▶ [Requirement] Could you retype all of the entries exactly, without their pictures?

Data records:
==================================================

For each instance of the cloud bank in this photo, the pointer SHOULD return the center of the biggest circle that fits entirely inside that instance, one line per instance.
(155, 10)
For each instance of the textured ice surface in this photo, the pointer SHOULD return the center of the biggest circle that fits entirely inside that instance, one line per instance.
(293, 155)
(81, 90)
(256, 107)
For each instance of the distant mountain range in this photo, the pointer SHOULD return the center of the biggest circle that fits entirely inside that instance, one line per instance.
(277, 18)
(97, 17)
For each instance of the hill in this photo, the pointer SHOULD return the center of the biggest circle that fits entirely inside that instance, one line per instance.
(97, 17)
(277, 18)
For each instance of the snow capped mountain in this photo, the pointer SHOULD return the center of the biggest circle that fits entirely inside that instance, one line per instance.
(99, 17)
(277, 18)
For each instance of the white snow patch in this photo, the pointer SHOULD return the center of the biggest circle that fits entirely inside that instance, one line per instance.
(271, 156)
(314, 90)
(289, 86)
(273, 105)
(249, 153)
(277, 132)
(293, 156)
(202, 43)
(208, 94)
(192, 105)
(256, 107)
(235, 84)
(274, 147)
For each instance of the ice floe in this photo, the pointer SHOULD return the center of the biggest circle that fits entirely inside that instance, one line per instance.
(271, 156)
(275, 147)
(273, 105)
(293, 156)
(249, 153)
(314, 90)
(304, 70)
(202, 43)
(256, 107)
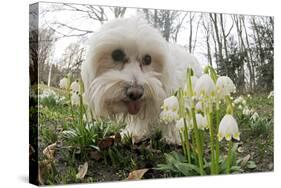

==================================================

▶ [Reply to the exercise]
For each instance of the cloud bank in this photo, the pointer SHOULD return the center of the biggest circle that fits entirely inside that instance, one line per instance.
(155, 10)
For each instance of the textured ice surface in this photo, the pointer SHOULD return the center of the biggest circle that fits entirely inside that instance, one line per instance.
(293, 155)
(81, 90)
(256, 107)
For each instance of the distant mountain range in this photo, the pointer SHOULD return the center of the biggest circle that fits entirely inside that instance, one line per instance.
(277, 18)
(97, 17)
For each instance of the hill in this photo, the pointer SHOULD return the center of the biggest circle that fits entirely inside that instance, one line per instance.
(97, 17)
(277, 18)
For each instance of the snow capped mountain in this photo, the pointer SHOULD return the center of the biggest circle that fits entirely inside that instance, one line per instance.
(99, 17)
(277, 18)
For each instance of the white snow patch in this photo, the pointer SHOULD return the center of the biggest circle that fits entirely inside that instance, one line per instance.
(271, 156)
(314, 90)
(289, 86)
(273, 105)
(249, 153)
(277, 132)
(293, 156)
(202, 43)
(208, 94)
(192, 105)
(256, 107)
(235, 84)
(274, 147)
For each instance of the ice floe in this photo, the pointer SHOULD return the center of the biggest circle that fits entirely inside that instance, one line per instance.
(271, 156)
(275, 147)
(273, 105)
(293, 156)
(249, 153)
(314, 90)
(304, 70)
(202, 43)
(256, 107)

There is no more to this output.